# Activity
Output all entries below exactly as they are given.

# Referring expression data

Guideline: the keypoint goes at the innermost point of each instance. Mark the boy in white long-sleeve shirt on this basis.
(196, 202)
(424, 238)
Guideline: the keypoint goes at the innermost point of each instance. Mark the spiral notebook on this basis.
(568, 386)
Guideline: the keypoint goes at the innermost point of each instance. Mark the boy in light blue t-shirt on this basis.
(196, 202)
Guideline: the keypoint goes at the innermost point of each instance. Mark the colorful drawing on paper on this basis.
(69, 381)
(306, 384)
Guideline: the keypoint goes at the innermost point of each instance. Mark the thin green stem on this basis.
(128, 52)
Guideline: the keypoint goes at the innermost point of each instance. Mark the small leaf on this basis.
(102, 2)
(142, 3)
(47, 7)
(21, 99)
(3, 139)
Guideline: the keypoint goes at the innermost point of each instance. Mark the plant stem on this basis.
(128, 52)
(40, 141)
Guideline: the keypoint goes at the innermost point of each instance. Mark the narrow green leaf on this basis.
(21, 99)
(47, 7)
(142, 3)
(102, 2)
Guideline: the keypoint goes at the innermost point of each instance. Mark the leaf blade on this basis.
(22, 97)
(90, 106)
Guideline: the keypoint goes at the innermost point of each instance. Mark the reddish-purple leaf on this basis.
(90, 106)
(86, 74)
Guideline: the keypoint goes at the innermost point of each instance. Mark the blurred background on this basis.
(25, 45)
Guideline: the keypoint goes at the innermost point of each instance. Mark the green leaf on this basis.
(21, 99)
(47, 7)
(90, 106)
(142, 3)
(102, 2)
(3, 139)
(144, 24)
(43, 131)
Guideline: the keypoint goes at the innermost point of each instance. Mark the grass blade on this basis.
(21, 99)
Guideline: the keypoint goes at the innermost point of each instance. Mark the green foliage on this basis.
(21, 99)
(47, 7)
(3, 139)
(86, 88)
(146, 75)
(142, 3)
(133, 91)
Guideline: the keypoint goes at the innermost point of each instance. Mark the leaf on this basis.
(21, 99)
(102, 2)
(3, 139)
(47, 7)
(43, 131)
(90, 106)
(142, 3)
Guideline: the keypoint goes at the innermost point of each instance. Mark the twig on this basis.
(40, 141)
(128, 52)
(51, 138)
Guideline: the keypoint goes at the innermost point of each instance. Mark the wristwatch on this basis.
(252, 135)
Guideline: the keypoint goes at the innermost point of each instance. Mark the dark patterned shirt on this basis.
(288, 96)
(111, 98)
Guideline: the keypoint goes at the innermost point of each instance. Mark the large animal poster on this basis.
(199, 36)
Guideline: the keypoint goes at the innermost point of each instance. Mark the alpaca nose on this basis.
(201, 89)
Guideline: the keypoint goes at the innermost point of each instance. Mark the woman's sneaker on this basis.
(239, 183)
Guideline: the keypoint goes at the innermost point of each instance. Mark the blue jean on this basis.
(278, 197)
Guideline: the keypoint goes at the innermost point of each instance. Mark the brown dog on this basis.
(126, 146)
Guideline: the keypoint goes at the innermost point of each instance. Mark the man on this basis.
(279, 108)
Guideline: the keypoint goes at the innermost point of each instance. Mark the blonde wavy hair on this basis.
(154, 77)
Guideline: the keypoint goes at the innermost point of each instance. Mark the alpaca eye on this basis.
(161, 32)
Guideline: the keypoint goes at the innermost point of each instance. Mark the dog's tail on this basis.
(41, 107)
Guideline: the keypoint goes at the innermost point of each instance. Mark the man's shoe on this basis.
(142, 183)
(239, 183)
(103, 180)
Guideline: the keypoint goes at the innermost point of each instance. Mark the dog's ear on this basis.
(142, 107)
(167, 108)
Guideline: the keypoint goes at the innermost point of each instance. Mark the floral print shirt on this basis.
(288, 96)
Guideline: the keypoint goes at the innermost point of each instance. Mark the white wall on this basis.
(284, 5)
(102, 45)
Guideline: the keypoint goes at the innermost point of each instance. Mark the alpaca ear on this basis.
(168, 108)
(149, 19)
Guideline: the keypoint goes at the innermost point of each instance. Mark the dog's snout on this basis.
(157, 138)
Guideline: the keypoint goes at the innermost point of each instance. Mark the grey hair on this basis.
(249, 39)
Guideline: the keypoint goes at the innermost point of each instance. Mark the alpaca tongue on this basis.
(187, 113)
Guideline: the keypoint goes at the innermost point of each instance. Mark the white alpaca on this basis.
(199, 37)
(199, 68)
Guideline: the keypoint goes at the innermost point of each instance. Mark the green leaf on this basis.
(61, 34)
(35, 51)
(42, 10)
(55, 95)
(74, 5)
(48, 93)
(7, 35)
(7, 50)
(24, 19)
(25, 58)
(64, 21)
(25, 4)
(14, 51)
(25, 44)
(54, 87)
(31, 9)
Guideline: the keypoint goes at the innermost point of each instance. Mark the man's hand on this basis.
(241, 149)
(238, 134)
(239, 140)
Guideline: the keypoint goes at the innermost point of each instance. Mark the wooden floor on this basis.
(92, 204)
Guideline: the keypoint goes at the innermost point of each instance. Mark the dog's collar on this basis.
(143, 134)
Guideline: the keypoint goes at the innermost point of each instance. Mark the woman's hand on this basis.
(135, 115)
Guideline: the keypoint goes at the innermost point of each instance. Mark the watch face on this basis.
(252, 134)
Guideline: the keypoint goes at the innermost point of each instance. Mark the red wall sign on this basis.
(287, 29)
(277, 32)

# Response to this task
Guideline: the keypoint goes at the innermost point of each instance. Mark the boy in white long-sleeve shirt on this basis.
(196, 202)
(424, 238)
Guideline: the keypoint goes at the innermost point of each instance. Mark the spiral notebook on this basis.
(568, 386)
Guideline: the keypoint goes at the innermost point of each instance. Mark the boy in light blue t-shirt on this basis.
(196, 202)
Guideline: the keypoint goes at the innermost point of each instance. Mark the colorful drawing on paper on this basis.
(69, 381)
(306, 384)
Guideline: the keypoint goes at the innermost point of each instance. Mark the thin green stem on this basis.
(128, 52)
Guideline: the keypoint goes at the innermost point of each instance. Mark the small leaf on this basis.
(102, 2)
(142, 3)
(47, 7)
(21, 99)
(3, 139)
Guideline: the keypoint goes at the innermost point of each instance. Mark the plant stem on this basis.
(128, 52)
(40, 141)
Guideline: the keypoint goes at the innermost point of each instance. Mark the narrow green leaf on this basis.
(21, 99)
(47, 7)
(142, 3)
(102, 2)
Guideline: the keypoint goes at the innermost point of each instance. Mark the leaf blade on this basis.
(22, 97)
(90, 106)
Guideline: the keypoint goes at the innermost point of each instance. Mark the reddish-purple leaf on this basis.
(90, 106)
(86, 74)
Guideline: the keypoint goes at the innermost point of each instance. Mark the blurred background on this basis.
(25, 45)
Guideline: the keypoint goes at the innermost point of each instance. Mark the green leaf on this basis.
(21, 99)
(47, 7)
(90, 106)
(142, 3)
(102, 2)
(3, 139)
(144, 24)
(43, 131)
Guideline: the keypoint goes at the innermost point of each instance. Mark the grass blade on this basis.
(21, 99)
Guideline: the keypoint goes at the innermost point of each instance. Mark the green foliage on this basis.
(21, 99)
(47, 7)
(3, 139)
(86, 88)
(146, 75)
(142, 3)
(133, 91)
Guideline: the keypoint goes at the innermost point of each instance. Mark the leaf on this basis.
(21, 99)
(102, 2)
(3, 139)
(47, 7)
(43, 131)
(90, 106)
(142, 3)
Guideline: the keypoint goes at the innermost point of each instance. Mark the twig on this basis.
(40, 141)
(128, 52)
(51, 138)
Guideline: the keypoint goes at the innermost point of each instance. Mark the wristwatch on this basis.
(252, 135)
Guideline: the keypoint goes at the innermost point of each instance. Mark the dark patterned shirt on this basis.
(288, 96)
(111, 98)
Guideline: the keypoint goes at the innermost point of each instance. Mark the large animal poster on this basis.
(199, 36)
Guideline: the keypoint goes at the innermost point of each instance. Mark the alpaca nose on this basis.
(201, 89)
Guideline: the keypoint goes at the innermost point of each instance. Mark the woman's sneaker on this basis.
(239, 183)
Guideline: the keypoint goes at the innermost point of each instance. Mark the blue jean on this basis.
(278, 197)
Guideline: the keypoint goes at the innermost point of each instance. Mark the brown dog on this basis.
(126, 146)
Guideline: the keypoint goes at the innermost point of each instance. Mark the man on this basis.
(279, 108)
Guideline: the keypoint goes at the innermost point of each instance. Mark the blonde wavy hair on this basis.
(154, 77)
Guideline: the keypoint goes at the innermost point of each instance. Mark the alpaca eye on this basis.
(161, 32)
Guideline: the keypoint goes at the innermost point of each instance. Mark the dog's tail on this basis.
(41, 107)
Guideline: the keypoint goes at the innermost point of each instance. Mark the man's shoe on this basis.
(142, 183)
(239, 183)
(103, 180)
Guideline: the keypoint goes at the innermost point of each instance. Mark the dog's ear on this basis.
(142, 107)
(167, 108)
Guideline: the keypoint goes at the innermost point of each instance. Mark the floral print shirt on this basis.
(288, 96)
Guideline: the keypoint goes at the innermost point of each instance. Mark the white wall on this basis.
(284, 5)
(102, 45)
Guideline: the keypoint goes at the innermost point of each instance. Mark the alpaca ear on this basis.
(168, 108)
(149, 19)
Guideline: the keypoint goes at the innermost point of each instance. Mark the dog's snout on this basis.
(157, 138)
Guideline: the keypoint goes at the innermost point of each instance. Mark the grey hair on this basis.
(249, 39)
Guideline: the keypoint goes at the innermost point of each instance. Mark the alpaca tongue on this basis.
(187, 113)
Guideline: the keypoint goes at the innermost point of each instance. Mark the white alpaca on this basis.
(199, 37)
(199, 68)
Guideline: the keypoint goes at the innermost point of each instance. Mark the green leaf on this basis.
(61, 34)
(35, 51)
(42, 10)
(55, 95)
(74, 5)
(48, 93)
(7, 35)
(7, 50)
(24, 19)
(25, 58)
(64, 21)
(25, 4)
(14, 51)
(25, 44)
(54, 87)
(31, 9)
Guideline: the keypoint goes at the innermost point of each instance. Mark the man's hand on this basis.
(241, 149)
(238, 134)
(239, 140)
Guideline: the keypoint goes at the innermost point of each instance. Mark the wooden floor on this basis.
(92, 204)
Guideline: the keypoint goes at the innermost point of each instance. Mark the dog's collar on this basis.
(143, 134)
Guideline: the keypoint goes at the innermost point of each instance. Mark the woman's hand on this basis.
(135, 115)
Guideline: the keypoint goes at the innermost point of each instance. Mark the watch face on this basis.
(252, 134)
Guideline: the keypoint goes at the innermost point of each instance. Mark the red wall sign on this basis.
(287, 29)
(277, 32)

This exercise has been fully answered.